Queridos míos,
amémonos los unos a los otros,
porque el amor procede de Dios,
y el que ama ha nacido de Dios y conoce a Dios.
El que no ama no ha conocido a Dios,
porque Dios es amor.
1Jn 4,7-8
Hermanos queridos
Cada 5 de agosto hacemos memoria del mandamiento del amor recibido de Bruno Lanteri y transmitido por generaciones de hermanos que creyeron en la posibilidad cierta de encarnar ese mandato en las propias opciones de vida y en el servicio al Pueblo Santo de Dios.
Cada 5 de agosto escuchamos nuevamente la invitación que nos convida a ir a lo esencial, al nudo existencial donde abrevamos vida. Vida en el amor, que sigue siendo la razón por la cual le entregamos generosamente nuestro sí al Señor Jesús.
En palabras de Bruno Lanteri, el amor tiene una coloratura muy precisa: cordialidad y afabilidad, capacidad suficiente para prevenir y para sufrir (cfr Directorio cap 5).
Son los sinónimos del amor en su más profunda y sincera búsqueda de comunión.
Amamos -diría Bruno- para ser familia y para comunicar los sentimientos e ideas que nos habitan, amamos para cuidar, sostener y perdonar al hermano hasta setenta veces siete (Cfr Mt 18).
Sí, la caridad lanteriana lleva implícita la coherencia con el misterio de encarnación, que nos impide despegar los pies de la tierra porque, como sabemos, el amor ha de ser puesto más bien en las obras antes que en las palabras.
El amor cordial
En julio de 2015, cuando el Capítulo General visitó al Santo Padre, Francisco nos regaló un elogio y un proyecto de vida: “ustedes tienen la posibilidad de ser familia”.
Es decir, los Oblatos tenemos la posibilidad cierta de vivir la comunión de tal manera que podamos aproximarnos y reconocer no sólo el luminoso misterio trinitario, sino que también se nos abre la puerta evangélica que atravesaron con tanto gozo las primeras comunidades cristianas. En esa tensión teológica se desenvuelve y se explica el amor cristiano.
El espíritu de hermandad y de familia tiene su germen en una iniciativa del Señor Jesús, que nos amó y nos llamó. Nos dio hermanos, nos reunió con ellos, nos enseñó a amarlos y a reconocerlos parte de una misma trama vocacional.
- - - - -
CONSIGNA 1: Reproduce sin cambios el fragmento del texto sobre el amor fraterno que empieza en las palabras "En palabras de" y termina después de las palabras "búsqueda de comunión.".

[Registros de un conjunto de datos]
- - - - -
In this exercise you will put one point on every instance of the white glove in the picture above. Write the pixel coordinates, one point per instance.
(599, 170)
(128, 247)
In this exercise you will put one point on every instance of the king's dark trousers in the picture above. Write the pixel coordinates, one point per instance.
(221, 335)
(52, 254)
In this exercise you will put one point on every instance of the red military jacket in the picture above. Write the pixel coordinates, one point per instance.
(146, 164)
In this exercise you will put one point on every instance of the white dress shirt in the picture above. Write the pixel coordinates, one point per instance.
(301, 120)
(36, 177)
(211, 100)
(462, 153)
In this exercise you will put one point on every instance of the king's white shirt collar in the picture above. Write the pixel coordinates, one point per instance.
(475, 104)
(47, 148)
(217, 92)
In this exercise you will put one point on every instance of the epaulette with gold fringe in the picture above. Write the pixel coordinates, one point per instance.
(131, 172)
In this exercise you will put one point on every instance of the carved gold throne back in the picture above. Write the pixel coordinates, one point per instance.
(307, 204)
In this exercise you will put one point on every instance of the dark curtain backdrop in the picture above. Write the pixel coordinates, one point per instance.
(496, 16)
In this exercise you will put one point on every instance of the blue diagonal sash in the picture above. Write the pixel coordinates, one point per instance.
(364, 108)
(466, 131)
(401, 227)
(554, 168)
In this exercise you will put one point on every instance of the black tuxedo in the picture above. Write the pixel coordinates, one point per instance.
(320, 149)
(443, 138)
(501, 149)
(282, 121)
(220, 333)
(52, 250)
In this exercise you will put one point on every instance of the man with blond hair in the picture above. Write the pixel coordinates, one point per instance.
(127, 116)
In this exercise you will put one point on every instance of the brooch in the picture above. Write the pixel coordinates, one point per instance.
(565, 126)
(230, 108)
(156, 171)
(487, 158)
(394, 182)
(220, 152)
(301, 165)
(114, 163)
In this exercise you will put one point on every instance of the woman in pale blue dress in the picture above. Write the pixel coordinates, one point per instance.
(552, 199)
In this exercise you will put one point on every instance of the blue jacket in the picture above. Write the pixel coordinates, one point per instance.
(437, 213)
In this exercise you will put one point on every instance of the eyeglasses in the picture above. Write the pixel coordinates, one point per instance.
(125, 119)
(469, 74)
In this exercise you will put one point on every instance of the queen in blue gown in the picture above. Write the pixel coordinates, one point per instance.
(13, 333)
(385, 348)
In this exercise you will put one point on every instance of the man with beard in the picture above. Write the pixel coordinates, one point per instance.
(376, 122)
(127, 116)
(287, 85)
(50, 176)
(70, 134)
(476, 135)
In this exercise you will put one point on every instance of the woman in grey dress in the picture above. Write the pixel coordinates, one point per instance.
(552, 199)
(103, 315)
- - - - -
CONSIGNA 2: Identifica y copia cada línea del listado que contenga la palabra "pale", respetando mayúsculas y minúsculas.

RESPUESTA ESCRITA 1:
En palabras de Bruno Lanteri, el amor tiene una coloratura muy precisa: cordialidad y afabilidad, capacidad suficiente para prevenir y para sufrir (cfr Directorio cap 5).
Son los sinónimos del amor en su más profunda y sincera búsqueda de comunión.

RESPUESTA ESCRITA 2:
In this exercise you will put one point on every instance of the woman in pale blue dress in the picture above. Write the pixel coordinates, one point per instance.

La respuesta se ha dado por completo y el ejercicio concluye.